Provided entries START

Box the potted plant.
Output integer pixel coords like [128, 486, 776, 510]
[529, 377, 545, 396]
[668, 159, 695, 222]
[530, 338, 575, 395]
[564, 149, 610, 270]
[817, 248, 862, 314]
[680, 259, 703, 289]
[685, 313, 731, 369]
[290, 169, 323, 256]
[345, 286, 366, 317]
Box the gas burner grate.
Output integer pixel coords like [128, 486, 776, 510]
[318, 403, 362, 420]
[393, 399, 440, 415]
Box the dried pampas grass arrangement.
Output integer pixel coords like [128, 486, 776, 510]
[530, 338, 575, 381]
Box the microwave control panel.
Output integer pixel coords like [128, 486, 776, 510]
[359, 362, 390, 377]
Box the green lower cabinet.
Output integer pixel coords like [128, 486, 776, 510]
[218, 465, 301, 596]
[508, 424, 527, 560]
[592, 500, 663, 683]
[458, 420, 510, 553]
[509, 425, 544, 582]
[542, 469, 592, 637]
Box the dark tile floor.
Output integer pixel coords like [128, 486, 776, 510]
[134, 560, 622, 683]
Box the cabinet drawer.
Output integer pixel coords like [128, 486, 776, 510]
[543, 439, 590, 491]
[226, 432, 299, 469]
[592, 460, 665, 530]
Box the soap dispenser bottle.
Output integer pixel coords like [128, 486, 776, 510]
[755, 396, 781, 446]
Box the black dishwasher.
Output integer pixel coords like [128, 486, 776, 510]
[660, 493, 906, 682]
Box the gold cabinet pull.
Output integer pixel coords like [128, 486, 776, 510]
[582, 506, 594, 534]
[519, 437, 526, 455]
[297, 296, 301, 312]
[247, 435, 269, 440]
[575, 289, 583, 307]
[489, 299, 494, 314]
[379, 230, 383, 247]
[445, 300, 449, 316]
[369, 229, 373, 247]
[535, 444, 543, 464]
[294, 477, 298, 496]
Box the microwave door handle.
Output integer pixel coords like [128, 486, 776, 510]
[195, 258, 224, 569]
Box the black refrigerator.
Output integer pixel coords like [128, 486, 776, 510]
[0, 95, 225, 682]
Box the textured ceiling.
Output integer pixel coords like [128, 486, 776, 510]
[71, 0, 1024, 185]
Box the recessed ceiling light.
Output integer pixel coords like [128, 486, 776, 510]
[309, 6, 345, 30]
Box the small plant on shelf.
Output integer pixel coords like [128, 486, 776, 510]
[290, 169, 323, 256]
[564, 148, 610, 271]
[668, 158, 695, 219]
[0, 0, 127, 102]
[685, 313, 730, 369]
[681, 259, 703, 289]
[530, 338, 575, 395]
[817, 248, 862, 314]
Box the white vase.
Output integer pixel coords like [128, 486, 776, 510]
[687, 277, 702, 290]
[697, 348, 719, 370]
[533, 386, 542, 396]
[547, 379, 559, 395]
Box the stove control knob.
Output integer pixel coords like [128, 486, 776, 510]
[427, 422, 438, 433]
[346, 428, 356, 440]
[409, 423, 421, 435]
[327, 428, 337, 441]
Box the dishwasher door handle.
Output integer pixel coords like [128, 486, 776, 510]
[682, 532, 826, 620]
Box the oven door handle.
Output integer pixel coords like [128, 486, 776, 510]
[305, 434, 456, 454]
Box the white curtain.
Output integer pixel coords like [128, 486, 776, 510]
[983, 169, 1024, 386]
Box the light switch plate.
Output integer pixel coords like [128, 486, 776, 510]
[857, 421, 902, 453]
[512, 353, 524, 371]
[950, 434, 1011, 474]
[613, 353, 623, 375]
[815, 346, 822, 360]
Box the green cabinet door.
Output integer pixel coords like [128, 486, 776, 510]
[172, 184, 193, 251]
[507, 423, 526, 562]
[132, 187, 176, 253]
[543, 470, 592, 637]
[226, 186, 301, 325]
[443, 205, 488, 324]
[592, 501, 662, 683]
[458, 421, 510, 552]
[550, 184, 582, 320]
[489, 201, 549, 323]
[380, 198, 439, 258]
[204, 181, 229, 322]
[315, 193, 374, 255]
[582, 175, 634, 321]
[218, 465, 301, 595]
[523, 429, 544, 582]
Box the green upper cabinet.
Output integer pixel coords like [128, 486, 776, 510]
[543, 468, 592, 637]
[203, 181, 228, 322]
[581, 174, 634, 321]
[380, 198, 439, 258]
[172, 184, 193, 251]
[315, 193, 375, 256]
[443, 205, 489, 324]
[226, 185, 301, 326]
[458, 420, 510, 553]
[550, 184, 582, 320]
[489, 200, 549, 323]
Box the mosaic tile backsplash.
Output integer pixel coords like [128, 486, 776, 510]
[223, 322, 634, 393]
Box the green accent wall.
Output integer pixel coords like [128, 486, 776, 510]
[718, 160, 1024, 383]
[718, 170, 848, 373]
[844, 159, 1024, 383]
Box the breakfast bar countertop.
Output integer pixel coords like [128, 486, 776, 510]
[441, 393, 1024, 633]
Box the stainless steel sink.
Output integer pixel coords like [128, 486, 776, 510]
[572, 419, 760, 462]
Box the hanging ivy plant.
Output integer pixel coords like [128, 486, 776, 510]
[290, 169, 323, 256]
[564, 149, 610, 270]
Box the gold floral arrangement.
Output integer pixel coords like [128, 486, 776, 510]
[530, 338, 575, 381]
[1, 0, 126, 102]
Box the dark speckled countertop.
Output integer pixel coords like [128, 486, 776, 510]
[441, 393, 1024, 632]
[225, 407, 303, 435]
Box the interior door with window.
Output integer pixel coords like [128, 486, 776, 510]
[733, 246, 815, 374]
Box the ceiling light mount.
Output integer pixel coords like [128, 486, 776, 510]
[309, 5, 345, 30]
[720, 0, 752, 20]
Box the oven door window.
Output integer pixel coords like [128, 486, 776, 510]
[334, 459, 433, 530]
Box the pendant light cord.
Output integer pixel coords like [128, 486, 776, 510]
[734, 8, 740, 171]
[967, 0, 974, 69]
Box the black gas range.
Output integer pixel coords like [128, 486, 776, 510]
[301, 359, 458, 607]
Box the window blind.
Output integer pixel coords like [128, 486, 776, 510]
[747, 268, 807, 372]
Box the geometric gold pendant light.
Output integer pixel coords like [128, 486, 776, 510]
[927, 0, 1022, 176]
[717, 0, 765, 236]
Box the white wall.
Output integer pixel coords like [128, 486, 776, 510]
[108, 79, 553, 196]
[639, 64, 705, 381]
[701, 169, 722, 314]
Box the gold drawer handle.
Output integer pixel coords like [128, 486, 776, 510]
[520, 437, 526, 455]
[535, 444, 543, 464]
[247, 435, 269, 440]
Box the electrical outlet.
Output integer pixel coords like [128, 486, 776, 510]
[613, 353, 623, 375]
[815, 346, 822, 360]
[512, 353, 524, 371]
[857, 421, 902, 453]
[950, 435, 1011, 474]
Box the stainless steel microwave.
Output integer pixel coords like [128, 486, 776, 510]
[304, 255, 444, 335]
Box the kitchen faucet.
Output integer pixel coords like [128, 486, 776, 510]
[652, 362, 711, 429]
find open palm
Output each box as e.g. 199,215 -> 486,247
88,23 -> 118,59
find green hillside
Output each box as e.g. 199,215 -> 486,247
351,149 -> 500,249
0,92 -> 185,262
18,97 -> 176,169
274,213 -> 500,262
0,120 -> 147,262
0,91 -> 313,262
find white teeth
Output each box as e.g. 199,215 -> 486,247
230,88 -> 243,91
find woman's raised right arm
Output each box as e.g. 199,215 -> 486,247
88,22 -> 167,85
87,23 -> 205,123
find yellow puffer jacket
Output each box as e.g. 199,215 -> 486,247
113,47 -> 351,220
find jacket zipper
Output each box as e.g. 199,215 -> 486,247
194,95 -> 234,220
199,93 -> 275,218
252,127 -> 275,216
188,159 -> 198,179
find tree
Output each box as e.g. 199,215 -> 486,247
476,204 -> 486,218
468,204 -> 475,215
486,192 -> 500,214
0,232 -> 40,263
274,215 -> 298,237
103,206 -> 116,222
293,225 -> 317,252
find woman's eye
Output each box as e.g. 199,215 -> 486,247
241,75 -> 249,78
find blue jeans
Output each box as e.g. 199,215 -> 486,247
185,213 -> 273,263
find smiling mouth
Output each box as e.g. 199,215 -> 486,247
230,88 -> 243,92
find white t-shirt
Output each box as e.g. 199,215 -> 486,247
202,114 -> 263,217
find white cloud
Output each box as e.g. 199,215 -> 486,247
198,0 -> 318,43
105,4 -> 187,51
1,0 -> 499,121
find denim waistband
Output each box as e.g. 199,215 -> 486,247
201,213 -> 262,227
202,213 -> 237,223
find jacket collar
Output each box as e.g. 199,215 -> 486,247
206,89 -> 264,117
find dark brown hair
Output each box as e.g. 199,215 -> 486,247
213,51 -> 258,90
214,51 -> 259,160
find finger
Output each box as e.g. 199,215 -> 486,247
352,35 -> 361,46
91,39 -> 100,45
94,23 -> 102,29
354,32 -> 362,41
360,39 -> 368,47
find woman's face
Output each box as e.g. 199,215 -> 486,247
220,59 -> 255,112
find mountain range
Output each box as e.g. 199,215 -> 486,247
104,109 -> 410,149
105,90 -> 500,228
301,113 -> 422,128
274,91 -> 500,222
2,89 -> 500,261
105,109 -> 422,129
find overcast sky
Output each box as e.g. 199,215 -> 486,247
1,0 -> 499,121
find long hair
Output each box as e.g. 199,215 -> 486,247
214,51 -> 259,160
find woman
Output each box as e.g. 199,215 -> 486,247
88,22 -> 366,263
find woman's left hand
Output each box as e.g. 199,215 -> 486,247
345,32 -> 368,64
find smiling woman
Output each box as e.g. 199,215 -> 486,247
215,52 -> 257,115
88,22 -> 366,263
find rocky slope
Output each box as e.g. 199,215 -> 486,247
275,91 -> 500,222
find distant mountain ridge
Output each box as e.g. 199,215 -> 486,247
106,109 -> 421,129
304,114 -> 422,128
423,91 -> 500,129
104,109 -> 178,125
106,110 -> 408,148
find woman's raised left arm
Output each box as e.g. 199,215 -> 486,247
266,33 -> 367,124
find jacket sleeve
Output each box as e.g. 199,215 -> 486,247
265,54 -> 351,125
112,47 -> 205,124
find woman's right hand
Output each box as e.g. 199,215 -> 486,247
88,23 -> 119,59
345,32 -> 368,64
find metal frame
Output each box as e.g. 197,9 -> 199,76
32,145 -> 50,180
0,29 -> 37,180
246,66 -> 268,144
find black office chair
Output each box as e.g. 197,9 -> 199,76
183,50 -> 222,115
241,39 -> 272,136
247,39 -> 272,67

Provided entries END

Only the lines above starting at the one containing "find woman's left hand" and ending at the one containing "find woman's raised left arm", both included, are to be returned, exactly as they read.

— The answer —
find woman's left hand
Output each box as e.g. 199,215 -> 486,247
345,32 -> 368,64
find smiling woman
Output each box as e.g. 199,215 -> 486,247
215,52 -> 257,115
88,22 -> 366,263
find rocky slope
Output each box as e.g. 199,215 -> 486,247
275,91 -> 500,222
find distant mountain ridge
Output each box as e.g. 199,215 -> 486,247
106,109 -> 421,129
304,114 -> 422,128
423,91 -> 500,129
104,109 -> 178,125
106,110 -> 408,148
find woman's raised left arm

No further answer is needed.